▶ **WHAT NEEDS TO BE DONE**:
Every single entry needs to appear again exactly as given.

==============================

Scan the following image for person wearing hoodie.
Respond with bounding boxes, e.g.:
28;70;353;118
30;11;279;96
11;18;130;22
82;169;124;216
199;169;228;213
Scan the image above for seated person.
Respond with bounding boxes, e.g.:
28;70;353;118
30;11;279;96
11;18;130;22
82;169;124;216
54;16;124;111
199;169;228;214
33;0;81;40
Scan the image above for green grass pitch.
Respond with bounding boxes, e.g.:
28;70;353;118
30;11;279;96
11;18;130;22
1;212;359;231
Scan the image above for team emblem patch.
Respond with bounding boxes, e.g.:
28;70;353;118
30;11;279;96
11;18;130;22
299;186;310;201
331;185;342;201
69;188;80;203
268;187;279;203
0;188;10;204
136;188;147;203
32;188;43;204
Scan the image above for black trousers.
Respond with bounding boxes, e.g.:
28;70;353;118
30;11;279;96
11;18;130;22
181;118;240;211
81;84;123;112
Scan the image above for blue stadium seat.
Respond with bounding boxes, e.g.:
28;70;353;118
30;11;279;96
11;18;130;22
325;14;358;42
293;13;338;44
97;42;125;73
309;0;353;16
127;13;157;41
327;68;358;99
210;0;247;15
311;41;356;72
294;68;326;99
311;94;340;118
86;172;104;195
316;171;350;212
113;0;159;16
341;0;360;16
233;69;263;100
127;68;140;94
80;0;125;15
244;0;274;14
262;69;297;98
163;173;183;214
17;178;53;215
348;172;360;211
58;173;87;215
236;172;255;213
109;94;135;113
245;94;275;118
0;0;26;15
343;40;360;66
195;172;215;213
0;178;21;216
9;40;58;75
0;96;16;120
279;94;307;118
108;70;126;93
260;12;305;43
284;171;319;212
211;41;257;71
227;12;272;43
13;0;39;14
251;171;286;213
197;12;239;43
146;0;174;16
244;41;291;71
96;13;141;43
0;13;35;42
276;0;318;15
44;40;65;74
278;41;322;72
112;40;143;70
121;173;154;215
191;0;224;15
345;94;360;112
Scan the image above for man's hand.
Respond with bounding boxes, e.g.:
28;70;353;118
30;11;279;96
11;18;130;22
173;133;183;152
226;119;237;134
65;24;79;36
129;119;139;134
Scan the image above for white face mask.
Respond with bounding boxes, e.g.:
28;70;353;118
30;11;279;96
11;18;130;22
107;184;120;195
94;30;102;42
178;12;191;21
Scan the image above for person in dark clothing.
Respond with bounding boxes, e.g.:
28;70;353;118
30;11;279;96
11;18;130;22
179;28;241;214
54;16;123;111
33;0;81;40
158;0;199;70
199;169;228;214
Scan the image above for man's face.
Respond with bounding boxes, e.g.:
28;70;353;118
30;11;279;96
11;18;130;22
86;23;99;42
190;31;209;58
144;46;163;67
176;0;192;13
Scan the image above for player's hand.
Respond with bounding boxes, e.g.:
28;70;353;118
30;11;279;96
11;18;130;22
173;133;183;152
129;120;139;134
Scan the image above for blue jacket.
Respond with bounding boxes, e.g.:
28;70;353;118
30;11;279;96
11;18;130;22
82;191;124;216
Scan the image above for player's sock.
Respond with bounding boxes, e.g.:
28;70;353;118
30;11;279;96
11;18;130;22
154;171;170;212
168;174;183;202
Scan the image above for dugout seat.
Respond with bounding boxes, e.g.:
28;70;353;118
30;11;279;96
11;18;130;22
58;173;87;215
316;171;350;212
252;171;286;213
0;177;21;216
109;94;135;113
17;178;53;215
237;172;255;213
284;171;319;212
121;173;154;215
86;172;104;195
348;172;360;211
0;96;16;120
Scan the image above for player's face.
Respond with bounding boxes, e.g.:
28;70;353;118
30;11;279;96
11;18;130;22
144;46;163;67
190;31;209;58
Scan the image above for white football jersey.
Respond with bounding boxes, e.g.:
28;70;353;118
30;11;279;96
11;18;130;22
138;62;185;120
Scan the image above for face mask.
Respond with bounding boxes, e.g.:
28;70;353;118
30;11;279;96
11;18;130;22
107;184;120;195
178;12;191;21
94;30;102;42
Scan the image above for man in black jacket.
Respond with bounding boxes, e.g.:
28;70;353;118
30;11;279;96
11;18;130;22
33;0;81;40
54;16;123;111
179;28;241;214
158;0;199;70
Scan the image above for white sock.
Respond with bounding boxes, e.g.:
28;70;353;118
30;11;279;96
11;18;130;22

==============================

▶ **SOLUTION BELOW**:
Scan the following image for person wearing hoodie.
Respond with bounding boxes, e.g.:
28;70;353;118
30;11;279;96
11;18;130;22
82;169;124;216
199;169;228;213
Scan the image above for seated person.
Respond with bounding boxes, e.g.:
28;70;353;118
30;11;279;96
11;18;130;22
82;169;124;216
54;16;124;111
199;169;228;214
33;0;81;40
Scan the image above for green grass pitch.
Respond with bounding boxes, e.g.:
28;70;353;118
30;11;279;96
11;18;130;22
1;212;359;231
Scan the image above for team emblem patch.
Respond with bounding boxes, e.g.:
28;70;353;118
30;11;279;96
11;18;130;22
299;186;310;201
331;185;342;201
69;188;80;203
268;187;279;203
0;188;10;204
136;188;147;203
32;188;43;204
Scan the image above for black trousers.
Respond with bounding boxes, e.g.:
28;70;353;118
30;11;279;96
11;18;130;22
181;118;240;211
81;84;123;112
Scan the image above for blue stadium seat.
Respond with bounding boxes, e.g.:
28;70;353;118
30;11;279;96
11;18;130;22
325;14;358;42
293;13;338;44
97;42;125;73
309;0;353;16
127;13;157;41
327;68;358;99
210;0;247;15
311;41;356;72
294;68;326;99
311;94;340;118
86;172;104;195
316;171;350;212
113;0;159;16
341;0;360;16
233;69;263;100
127;68;140;94
80;0;125;15
244;0;274;14
262;69;297;98
163;173;183;214
17;178;53;215
348;172;360;211
58;173;87;215
236;172;255;213
109;94;135;113
245;94;275;118
0;0;26;15
343;40;360;66
195;172;215;213
0;178;21;216
9;40;58;75
0;96;16;120
279;94;307;118
108;70;126;93
260;12;305;43
284;171;319;212
211;41;257;71
227;12;272;43
13;0;39;14
251;171;286;213
197;12;239;43
146;0;174;16
244;41;291;71
96;13;141;43
0;13;35;42
276;0;318;15
44;40;65;74
278;41;322;72
112;40;143;70
121;173;154;215
191;0;224;15
345;94;360;112
Scan the image above for man's hand.
Respond with bounding boxes, e.g.:
28;70;353;118
30;11;279;96
11;18;130;22
173;133;183;152
226;119;237;134
65;24;79;36
129;119;139;134
Scan the image above for white face mask.
Respond with bounding boxes, e.g.:
28;70;353;118
30;11;279;96
11;18;130;22
107;184;120;195
94;30;102;42
178;12;191;21
Scan the image above for person in dark clothing.
Respond with bounding boxes, e.g.:
28;70;353;118
30;11;279;96
11;18;130;22
179;28;241;214
54;16;123;111
33;0;81;40
158;0;199;70
199;169;228;214
Scan the image above for man's face.
Respond with bounding boxes, e.g.:
28;70;353;118
30;11;279;96
11;18;130;22
86;23;99;42
190;31;209;58
144;46;163;67
176;0;192;13
Scan the image above for player's hand.
Respond with bounding boxes, e.g.:
28;70;353;118
30;11;279;96
11;18;130;22
173;133;183;152
129;120;139;134
Scan the image above for blue jacket.
Respond with bounding boxes, e.g.:
28;70;353;118
30;11;279;96
11;18;130;22
82;191;124;216
Scan the image above for player's sock.
Respond with bounding boxes, e.g.:
28;70;353;118
30;11;279;96
11;18;130;22
154;171;170;212
168;174;183;202
Scan the image above for dugout seat.
Respond with bounding boxes, e.g.:
28;70;353;118
30;11;279;96
11;18;130;22
58;173;87;215
316;171;350;212
252;171;286;213
0;177;21;216
109;94;135;113
17;178;53;215
237;172;255;213
284;171;319;212
121;173;154;215
86;172;104;195
348;172;360;211
0;96;16;120
Scan the image above for player's face.
Respond with bounding boxes, e.g.:
28;70;353;118
30;11;279;96
11;18;130;22
144;46;163;67
190;31;209;58
Scan the image above for white football jersey.
Respond with bounding boxes, e.g.:
28;70;353;118
30;11;279;96
11;18;130;22
138;62;185;120
Scan the image above for face mask.
Respond with bounding boxes, e.g.:
28;70;353;118
30;11;279;96
11;18;130;22
107;184;120;195
178;12;191;21
94;30;102;42
Scan the image above for man in black jacket.
Respond with bounding boxes, e.g.:
28;70;353;118
30;11;279;96
11;18;130;22
33;0;81;40
54;16;123;111
179;28;241;214
158;0;199;70
Scan the image above for white sock.
Respond with bounding boxes, e.g.:
28;70;353;118
30;11;279;96
11;18;130;22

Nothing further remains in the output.